**** EXCERPTED RECORDS
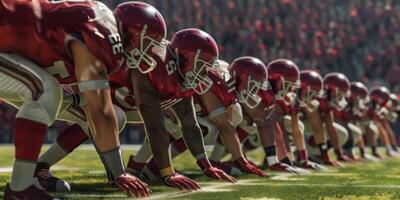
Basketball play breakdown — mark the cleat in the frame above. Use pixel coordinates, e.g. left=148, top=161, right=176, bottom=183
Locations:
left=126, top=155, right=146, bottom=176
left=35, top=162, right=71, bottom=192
********
**** EXCERPTED RECORDS
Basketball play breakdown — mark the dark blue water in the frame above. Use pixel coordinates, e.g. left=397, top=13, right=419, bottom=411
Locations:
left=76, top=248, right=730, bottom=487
********
[AIM] Reproduce the lines of the records from the line containing "Basketball play breakdown — mark the cleat" up to and including the line containing "left=35, top=162, right=71, bottom=192".

[CORRECT OUTPUT]
Basketball play breakdown — mark the cleat in the frame above. Use pixel coordinates, e.g. left=148, top=161, right=176, bottom=183
Locations:
left=126, top=155, right=146, bottom=176
left=35, top=162, right=71, bottom=192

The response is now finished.